* **What needs to be done**: Without changing a single character, write out every record below.

--- Given records ---

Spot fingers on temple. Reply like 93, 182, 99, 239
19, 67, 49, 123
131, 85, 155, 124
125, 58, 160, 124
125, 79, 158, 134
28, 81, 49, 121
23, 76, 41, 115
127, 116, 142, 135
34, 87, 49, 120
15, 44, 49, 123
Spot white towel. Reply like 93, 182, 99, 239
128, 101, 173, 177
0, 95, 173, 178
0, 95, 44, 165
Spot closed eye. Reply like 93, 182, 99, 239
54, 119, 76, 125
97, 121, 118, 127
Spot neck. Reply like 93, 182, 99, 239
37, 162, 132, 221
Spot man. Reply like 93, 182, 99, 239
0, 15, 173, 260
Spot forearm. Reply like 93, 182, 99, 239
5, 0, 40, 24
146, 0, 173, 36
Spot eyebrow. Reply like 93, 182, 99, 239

---

* **Exercise response**:
Spot fingers on temple. Reply like 93, 182, 99, 239
19, 67, 49, 123
131, 85, 155, 124
125, 58, 160, 124
125, 79, 158, 134
28, 81, 49, 121
23, 76, 41, 115
127, 116, 142, 135
34, 87, 49, 120
15, 44, 49, 123
Spot white towel. Reply like 93, 182, 99, 239
128, 101, 173, 177
0, 95, 173, 178
0, 95, 44, 165
Spot closed eye. Reply like 93, 182, 99, 239
54, 119, 76, 125
97, 121, 118, 127
Spot neck. Reply like 93, 182, 99, 239
37, 162, 132, 221
Spot man. Reply like 93, 182, 99, 239
0, 15, 173, 260
Spot forearm. Reply like 93, 182, 99, 239
5, 0, 40, 24
146, 0, 173, 36
Spot eyebrow. Reply like 93, 182, 99, 239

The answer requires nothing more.